* _Try it_: Exact copies of the lines from the line containing "inner_rings: a ring" through the last line of the entries below are the whole answer.

* _Records for this task_:
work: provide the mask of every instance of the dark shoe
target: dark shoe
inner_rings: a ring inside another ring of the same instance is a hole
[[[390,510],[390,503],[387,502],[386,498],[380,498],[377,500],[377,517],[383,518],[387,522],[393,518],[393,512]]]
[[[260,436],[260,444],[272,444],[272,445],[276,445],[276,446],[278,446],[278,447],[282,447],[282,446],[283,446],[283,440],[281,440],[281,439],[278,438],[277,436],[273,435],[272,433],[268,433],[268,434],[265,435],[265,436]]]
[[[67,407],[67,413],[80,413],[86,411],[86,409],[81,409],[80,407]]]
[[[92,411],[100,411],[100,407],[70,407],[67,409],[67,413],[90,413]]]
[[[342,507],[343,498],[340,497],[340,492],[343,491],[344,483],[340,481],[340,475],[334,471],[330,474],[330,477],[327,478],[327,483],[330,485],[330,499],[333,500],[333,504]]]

* _Answer to this exercise_:
inner_rings: a ring inside another ring of the same instance is a hole
[[[390,510],[390,503],[387,502],[386,498],[380,498],[377,500],[377,517],[383,518],[387,522],[393,518],[393,512]]]
[[[260,436],[260,444],[272,444],[272,445],[276,445],[276,446],[278,446],[278,447],[282,447],[282,446],[283,446],[283,440],[281,440],[281,439],[278,438],[277,436],[273,435],[272,433],[268,433],[268,434],[265,435],[265,436]]]
[[[67,407],[67,413],[80,413],[86,411],[86,409],[81,409],[80,407]]]
[[[92,411],[100,411],[100,407],[70,407],[67,409],[67,413],[90,413]]]
[[[342,507],[343,498],[340,497],[340,492],[343,491],[344,483],[340,481],[340,475],[334,471],[330,474],[330,477],[327,478],[327,483],[330,485],[330,499],[333,500],[333,504]]]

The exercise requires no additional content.